» **DOCUMENT PASSAGE**
* * * *

REF: HANOI 23; HANOI 134; 08 HANOI 1094

A) Hanoi 23, B) Hanoi 134, C) 08 Hanoi 1094

SUBJECT: (Vodka) Shots Reported Across the China-Vietnam Border

1. (SBU) On November 18, Vietnam and China signed a series of
accords to implement the historic 2008 agreement demarcating
Vietnam's 1,400-kilometer land border with China (ref A).
According to contacts familiar with the negotiations, the agreement
was hastily concluded December 31, 2008 to meet a ten-year deadline
established when the two sides opened discussions in January 1999.
Among the most contentious issues remaining to be discussed was the
exact placement of border markings at the Ban Gioc waterfall, a
picturesque and remote site in the karst hill country separating
Vietnam's Lang Son province and Guangxi. The November 18 accords,
among other things, settled the Ban Gioc boundary and set the stage
for discussions on joint tourist development.

* * * *

» **DATASET EXCERPTS**
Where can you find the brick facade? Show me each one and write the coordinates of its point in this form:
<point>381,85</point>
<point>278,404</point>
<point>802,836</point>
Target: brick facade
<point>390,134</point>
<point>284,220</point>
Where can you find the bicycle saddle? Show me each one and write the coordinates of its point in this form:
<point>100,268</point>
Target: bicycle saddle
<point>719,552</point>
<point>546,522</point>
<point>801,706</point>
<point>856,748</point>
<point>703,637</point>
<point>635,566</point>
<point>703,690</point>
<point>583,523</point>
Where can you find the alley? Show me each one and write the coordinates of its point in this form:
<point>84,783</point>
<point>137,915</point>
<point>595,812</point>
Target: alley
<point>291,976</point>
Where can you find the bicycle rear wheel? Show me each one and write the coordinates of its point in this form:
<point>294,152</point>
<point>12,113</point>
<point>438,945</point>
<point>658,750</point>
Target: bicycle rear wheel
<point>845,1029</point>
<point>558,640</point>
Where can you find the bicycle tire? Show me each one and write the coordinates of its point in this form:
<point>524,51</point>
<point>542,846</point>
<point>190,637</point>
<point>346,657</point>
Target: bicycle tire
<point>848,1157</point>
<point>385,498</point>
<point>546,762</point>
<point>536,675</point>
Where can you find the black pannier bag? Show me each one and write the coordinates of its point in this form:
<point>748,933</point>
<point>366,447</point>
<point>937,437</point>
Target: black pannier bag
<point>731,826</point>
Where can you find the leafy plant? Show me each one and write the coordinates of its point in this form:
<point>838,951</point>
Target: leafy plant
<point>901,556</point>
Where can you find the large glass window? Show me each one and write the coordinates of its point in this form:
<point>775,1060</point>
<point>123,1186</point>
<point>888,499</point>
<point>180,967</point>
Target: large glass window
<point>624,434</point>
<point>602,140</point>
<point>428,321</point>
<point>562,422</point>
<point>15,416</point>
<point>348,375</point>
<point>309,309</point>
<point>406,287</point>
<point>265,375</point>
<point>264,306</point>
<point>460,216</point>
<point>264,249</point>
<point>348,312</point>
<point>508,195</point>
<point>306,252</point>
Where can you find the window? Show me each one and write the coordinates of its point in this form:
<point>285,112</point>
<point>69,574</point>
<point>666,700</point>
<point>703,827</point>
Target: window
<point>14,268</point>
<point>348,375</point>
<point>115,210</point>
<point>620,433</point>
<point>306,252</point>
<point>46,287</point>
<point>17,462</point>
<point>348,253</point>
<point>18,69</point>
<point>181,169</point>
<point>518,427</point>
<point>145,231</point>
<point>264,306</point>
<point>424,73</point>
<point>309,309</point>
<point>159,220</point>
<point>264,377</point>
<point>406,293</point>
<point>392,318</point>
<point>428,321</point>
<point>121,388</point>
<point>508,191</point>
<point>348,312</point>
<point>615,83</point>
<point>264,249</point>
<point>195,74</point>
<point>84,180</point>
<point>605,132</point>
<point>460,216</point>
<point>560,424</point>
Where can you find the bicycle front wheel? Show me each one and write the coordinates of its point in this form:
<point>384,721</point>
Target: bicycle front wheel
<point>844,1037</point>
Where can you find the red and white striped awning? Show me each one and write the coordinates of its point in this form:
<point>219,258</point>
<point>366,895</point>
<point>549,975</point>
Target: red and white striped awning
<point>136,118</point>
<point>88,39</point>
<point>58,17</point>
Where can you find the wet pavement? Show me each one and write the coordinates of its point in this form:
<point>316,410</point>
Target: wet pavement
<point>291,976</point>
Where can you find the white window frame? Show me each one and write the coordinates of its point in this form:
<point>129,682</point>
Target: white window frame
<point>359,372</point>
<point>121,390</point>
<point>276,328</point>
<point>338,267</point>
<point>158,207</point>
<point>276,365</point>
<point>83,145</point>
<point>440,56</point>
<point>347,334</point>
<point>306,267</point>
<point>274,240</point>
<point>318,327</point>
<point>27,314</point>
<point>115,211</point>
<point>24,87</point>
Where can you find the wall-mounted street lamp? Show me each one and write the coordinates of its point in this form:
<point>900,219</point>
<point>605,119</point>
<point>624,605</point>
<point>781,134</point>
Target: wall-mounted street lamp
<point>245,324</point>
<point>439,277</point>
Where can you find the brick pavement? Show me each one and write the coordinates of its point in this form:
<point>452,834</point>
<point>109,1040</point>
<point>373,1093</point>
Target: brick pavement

* * * *

» **SET PROBLEM 1**
Which reference cables does the passage on the China-Vietnam border list at its top?
» **SET PROBLEM 2**
Can you duplicate the part of the passage on the China-Vietnam border starting with "According to contacts" and going on through "in January 1999."?
The rows aren't needed for any of this.

» **RESULT 1**
Hanoi 23, Hanoi 134, 08 Hanoi 1094

» **RESULT 2**
According to contacts familiar with the negotiations, the agreement
was hastily concluded December 31, 2008 to meet a ten-year deadline
established when the two sides opened discussions in January 1999.